● **Exercise**
Each record below should appear again exactly as written.

Stored data:
□ □ □ □ □

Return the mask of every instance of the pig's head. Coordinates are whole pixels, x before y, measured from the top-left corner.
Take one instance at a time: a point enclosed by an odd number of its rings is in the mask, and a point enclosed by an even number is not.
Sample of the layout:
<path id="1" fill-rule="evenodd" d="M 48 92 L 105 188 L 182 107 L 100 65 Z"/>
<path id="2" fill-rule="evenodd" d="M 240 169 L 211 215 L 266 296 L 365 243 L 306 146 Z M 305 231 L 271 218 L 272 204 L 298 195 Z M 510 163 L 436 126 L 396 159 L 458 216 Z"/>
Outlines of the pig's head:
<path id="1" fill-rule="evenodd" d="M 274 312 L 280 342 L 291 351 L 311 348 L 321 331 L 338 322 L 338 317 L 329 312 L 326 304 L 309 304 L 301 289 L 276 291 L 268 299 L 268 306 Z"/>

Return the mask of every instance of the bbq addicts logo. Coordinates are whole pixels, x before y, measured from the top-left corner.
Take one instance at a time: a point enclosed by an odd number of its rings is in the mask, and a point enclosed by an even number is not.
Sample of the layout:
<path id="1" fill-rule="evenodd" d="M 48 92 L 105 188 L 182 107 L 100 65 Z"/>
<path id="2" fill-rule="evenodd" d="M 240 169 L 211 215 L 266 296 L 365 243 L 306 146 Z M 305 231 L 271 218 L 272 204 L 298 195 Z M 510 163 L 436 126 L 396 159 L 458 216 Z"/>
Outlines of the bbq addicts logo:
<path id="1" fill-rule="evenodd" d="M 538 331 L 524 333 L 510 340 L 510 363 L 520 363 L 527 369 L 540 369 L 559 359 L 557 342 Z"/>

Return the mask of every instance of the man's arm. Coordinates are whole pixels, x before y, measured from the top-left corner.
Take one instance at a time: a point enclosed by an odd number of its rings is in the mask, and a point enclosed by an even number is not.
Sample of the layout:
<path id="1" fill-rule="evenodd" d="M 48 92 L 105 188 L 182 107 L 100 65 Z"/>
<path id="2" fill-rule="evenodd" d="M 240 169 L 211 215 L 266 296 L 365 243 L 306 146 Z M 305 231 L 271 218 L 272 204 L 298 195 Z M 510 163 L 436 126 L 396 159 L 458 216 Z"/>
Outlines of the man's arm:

□ □ □ □ □

● **Completed task**
Return the mask of every instance of the pig's head. Coordinates are whole pixels, x before y, measured from the top-left corner.
Take one instance at a time: a point enclosed by an odd number of its rings is in the mask, and a point enclosed by an even number is not.
Sample of the layout:
<path id="1" fill-rule="evenodd" d="M 48 92 L 105 188 L 182 107 L 100 65 Z"/>
<path id="2" fill-rule="evenodd" d="M 240 169 L 211 215 L 266 296 L 365 243 L 306 146 Z M 305 231 L 271 218 L 272 204 L 298 195 Z M 510 163 L 436 126 L 396 159 L 458 216 Z"/>
Outlines of the pig's head:
<path id="1" fill-rule="evenodd" d="M 274 312 L 280 342 L 291 351 L 311 348 L 321 331 L 338 322 L 338 317 L 329 312 L 326 304 L 309 304 L 301 289 L 276 291 L 268 299 L 268 306 Z"/>

Return the mask of every instance of the bbq addicts logo. Coordinates are whole pixels, x before y, measured from the top-left corner.
Take one instance at a time: a point enclosed by an odd number of its rings is in the mask, and a point enclosed by an even number is not.
Sample of the layout:
<path id="1" fill-rule="evenodd" d="M 48 92 L 105 188 L 182 107 L 100 65 Z"/>
<path id="2" fill-rule="evenodd" d="M 240 169 L 211 215 L 266 296 L 365 243 L 306 146 Z M 305 231 L 271 218 L 272 204 L 298 195 Z M 510 163 L 436 126 L 396 159 L 458 216 Z"/>
Outlines of the bbq addicts logo:
<path id="1" fill-rule="evenodd" d="M 538 331 L 524 333 L 510 340 L 510 363 L 520 363 L 527 369 L 540 369 L 559 359 L 557 342 Z"/>

Return the mask of every instance of the man's arm. Coordinates are whole pixels, x before y, measured from the top-left corner.
Take one instance at a time: a point enclosed by an odd number of its rings is in the mask, and a point enclosed by an even number is not.
Sample of the layout:
<path id="1" fill-rule="evenodd" d="M 48 92 L 105 188 L 182 107 L 100 65 Z"/>
<path id="2" fill-rule="evenodd" d="M 240 169 L 211 215 L 266 296 L 365 243 L 306 146 Z M 305 231 L 271 218 L 272 204 L 298 195 Z M 510 163 L 436 126 L 396 159 L 458 216 Z"/>
Outlines of the man's arm:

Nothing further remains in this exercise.